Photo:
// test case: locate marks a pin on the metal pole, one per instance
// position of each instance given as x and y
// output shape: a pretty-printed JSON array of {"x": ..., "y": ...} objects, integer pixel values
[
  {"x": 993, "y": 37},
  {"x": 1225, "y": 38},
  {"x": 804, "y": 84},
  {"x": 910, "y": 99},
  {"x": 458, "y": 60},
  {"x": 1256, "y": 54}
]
__________
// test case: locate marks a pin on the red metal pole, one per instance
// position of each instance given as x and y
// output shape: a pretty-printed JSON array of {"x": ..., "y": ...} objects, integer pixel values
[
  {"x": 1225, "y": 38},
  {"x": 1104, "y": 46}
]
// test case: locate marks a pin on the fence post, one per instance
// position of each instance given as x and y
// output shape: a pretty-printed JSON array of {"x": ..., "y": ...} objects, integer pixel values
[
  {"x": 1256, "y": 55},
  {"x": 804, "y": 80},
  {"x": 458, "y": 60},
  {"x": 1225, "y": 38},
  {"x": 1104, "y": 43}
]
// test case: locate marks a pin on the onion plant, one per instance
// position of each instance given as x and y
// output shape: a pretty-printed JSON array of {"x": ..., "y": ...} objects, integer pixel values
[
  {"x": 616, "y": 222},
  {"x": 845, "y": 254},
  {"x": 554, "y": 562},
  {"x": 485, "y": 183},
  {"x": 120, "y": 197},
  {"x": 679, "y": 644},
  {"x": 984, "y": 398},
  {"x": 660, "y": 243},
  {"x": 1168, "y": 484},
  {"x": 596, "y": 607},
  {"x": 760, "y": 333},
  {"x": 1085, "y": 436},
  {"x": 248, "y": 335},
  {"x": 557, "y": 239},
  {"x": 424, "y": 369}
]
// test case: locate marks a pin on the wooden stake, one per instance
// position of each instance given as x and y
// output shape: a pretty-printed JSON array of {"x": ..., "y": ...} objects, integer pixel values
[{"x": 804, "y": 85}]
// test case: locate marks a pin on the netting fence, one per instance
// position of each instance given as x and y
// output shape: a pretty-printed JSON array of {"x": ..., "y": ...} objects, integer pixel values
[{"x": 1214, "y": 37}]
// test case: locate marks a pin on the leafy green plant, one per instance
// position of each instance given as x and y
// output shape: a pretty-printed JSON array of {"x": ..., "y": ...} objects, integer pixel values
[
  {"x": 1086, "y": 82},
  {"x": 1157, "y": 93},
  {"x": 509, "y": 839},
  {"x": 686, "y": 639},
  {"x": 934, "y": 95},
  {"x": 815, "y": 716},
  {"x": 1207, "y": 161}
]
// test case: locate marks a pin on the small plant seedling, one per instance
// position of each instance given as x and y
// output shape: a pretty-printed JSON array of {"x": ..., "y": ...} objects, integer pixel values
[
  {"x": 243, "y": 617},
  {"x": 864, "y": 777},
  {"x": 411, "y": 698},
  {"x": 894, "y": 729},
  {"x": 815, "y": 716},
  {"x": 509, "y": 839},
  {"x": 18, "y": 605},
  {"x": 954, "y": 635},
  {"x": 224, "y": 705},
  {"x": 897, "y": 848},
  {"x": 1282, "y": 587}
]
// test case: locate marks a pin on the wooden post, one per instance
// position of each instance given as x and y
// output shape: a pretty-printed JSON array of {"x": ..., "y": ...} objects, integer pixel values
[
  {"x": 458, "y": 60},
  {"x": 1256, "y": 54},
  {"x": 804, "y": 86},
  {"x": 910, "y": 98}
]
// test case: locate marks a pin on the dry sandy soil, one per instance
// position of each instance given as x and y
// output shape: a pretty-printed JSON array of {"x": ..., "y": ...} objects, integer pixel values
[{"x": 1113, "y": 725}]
__________
- What to do: Show every line of the items above that contains the word "post", copied in full. Case counts.

- Expected answer:
// test case: locate marks a pin on the fence post, one per instance
// test case: locate marks a pin on the wooden post, one per instance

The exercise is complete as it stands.